Top of READING TEXT
In the example above, we see each of the classes in the Protected Feature Gender. The class Women is red, which means it is below the Fairness Threshold of 0.8 and the model is behaving in a biased manner toward it. To put this into the context of our use case, the model is recommending that women be hired at a ratio of less than 0.8 to that of men. 

Determining the Causes of Bias

After biased model behavior has been discovered, the next question is “why is the model behaving this way?” Often biased behavior is caused by differences in your features between classes in a Protected Feature. The Cross-Class Data Disparity insight can help you discover these differences. 

Discovering Causes of Bias by Using Cross-Class Data Disparity

In the example above, we’re looking at the other Protected Feature in our use case, AgeBracket. On the left, we’re examining the feature differences between the two classes in AgeBracket: 40 and Over and Under 40. The Data Disparity vs Feature Importance plot shows us the data disparity between these two classes for each feature in our dataset plotted against the feature’s importance. Features that exhibit a high degree of disparity and are highly important (features in the top right quadrant) are of especial interest. The feature Internships meets this criteria and has been selected. It is shown in the Features Detail plot. This tells us how exactly the values of Internships differ between the two classes, 40 and Over and Under 40. Individuals 40 and over have more internships in the 0-2 range, and individuals under 40 have more than 2 internships. Because Internships is a very important feature in our model, this difference might be a reason the model is recommending individuals 40 and over and under 40 be hired at different rates. 

To see how we determine the root cause of bias for this exact use case you should watch the demo video segment here.

Monitoring Deployed Models for Bias

So far we have discussed how you configure and test your model for bias at training time. However, a model might not have bias when you develop it, but bias could emerge over time after it has been deployed. Bias Monitoring is a feature of DataRobot’s MLOps platform and can be used after you start uploading actuals to a deployment.

Setting Up Bias Monitoring

Bias Monitoring is configured in the same way as in AutoML. We define our Protected Features and select the Fairness Metric we would like to use to define bias.
Bottom of READING TEXT
◆ **WHAT TO DO**:
• a. From the passage on model bias, extract the stretch from "So far we have" through "to define bias.".
• b. List, in order, the section headings that appear in the passage on model bias.
• c. Does each statement agree with the passage on model bias? Answer yes or no and quote the words that decide it.
(i) The class Women falls below the Fairness Threshold of 0.8.
(ii) Individuals under 40 have more internships in the 0-2 range.
(iii) Bias Monitoring can be used before any actuals are uploaded to a deployment.
Top of EXTRACTED ENTRIES
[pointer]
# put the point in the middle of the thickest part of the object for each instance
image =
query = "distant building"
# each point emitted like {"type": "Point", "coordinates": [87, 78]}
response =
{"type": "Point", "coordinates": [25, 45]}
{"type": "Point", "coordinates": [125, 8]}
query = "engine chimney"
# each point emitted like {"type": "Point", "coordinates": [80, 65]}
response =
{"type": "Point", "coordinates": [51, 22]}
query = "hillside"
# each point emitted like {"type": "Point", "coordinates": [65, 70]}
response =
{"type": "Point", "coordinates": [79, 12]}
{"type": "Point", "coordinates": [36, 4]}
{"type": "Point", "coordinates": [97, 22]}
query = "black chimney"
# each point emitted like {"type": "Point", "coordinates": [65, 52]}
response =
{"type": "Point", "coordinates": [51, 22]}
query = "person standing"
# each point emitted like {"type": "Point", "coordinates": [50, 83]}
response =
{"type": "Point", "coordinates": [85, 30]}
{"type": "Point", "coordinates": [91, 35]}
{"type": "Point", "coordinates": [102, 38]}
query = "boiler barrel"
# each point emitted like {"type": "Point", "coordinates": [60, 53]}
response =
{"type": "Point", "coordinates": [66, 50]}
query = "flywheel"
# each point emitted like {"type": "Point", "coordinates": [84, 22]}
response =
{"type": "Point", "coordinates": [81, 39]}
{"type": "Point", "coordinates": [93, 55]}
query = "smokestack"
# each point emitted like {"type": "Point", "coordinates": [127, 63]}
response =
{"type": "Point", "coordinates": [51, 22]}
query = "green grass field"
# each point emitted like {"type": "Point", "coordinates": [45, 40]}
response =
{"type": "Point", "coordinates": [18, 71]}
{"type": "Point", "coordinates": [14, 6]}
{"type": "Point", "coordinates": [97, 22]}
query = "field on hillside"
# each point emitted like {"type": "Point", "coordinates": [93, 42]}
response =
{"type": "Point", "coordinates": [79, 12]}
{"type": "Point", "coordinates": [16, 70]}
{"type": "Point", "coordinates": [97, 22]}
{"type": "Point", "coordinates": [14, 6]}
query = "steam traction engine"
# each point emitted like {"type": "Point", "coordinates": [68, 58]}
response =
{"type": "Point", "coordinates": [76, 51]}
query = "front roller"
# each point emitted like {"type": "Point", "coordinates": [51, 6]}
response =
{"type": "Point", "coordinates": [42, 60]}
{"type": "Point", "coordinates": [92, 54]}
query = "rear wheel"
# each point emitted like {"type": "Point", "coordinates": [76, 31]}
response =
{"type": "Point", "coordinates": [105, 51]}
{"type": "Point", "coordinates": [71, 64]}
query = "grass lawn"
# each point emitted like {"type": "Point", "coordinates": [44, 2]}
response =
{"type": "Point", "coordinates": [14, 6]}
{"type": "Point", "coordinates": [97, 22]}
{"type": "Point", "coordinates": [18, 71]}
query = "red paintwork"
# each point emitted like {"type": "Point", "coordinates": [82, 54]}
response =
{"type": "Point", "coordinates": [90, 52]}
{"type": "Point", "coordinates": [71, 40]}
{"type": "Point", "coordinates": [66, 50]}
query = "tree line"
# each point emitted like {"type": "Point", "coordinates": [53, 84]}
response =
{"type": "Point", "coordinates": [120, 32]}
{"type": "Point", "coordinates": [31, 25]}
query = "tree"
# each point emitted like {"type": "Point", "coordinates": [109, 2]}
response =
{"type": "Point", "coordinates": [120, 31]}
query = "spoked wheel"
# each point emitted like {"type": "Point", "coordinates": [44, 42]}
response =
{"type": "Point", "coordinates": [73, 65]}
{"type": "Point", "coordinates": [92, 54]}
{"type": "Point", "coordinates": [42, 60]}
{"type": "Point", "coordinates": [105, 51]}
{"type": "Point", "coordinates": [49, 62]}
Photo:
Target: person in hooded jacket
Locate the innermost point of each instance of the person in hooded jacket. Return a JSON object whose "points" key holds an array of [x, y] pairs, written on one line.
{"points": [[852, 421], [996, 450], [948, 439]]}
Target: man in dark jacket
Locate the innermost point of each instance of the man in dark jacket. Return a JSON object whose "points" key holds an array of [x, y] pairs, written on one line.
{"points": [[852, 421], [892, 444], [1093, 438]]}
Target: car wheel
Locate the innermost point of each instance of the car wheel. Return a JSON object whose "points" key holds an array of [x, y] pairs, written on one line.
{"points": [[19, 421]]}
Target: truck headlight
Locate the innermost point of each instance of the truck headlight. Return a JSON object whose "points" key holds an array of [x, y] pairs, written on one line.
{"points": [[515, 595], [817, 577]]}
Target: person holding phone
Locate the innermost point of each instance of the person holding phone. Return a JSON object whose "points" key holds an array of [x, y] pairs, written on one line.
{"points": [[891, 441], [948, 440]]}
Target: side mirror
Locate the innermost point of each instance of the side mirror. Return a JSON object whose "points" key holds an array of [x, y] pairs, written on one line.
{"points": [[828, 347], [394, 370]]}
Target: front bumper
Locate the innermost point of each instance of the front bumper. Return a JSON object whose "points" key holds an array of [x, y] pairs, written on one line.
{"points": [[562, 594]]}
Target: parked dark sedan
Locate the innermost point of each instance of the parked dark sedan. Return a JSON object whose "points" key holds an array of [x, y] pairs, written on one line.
Bottom of EXTRACTED ENTRIES
◆ **RESULTS OF THE TASKS**:
• a.
So far we have discussed how you configure and test your model for bias at training time. However, a model might not have bias when you develop it, but bias could emerge over time after it has been deployed. Bias Monitoring is a feature of DataRobot’s MLOps platform and can be used after you start uploading actuals to a deployment.

Setting Up Bias Monitoring

Bias Monitoring is configured in the same way as in AutoML. We define our Protected Features and select the Fairness Metric we would like to use to define bias.

• b.
Determining the Causes of Bias
Discovering Causes of Bias by Using Cross-Class Data Disparity
Monitoring Deployed Models for Bias
Setting Up Bias Monitoring

• c.
(i) Yes: "The class Women is red, which means it is below the Fairness Threshold of 0.8"
(ii) No: "Individuals 40 and over have more internships in the 0-2 range, and individuals under 40 have more than 2 internships."
(iii) No: "can be used after you start uploading actuals to a deployment."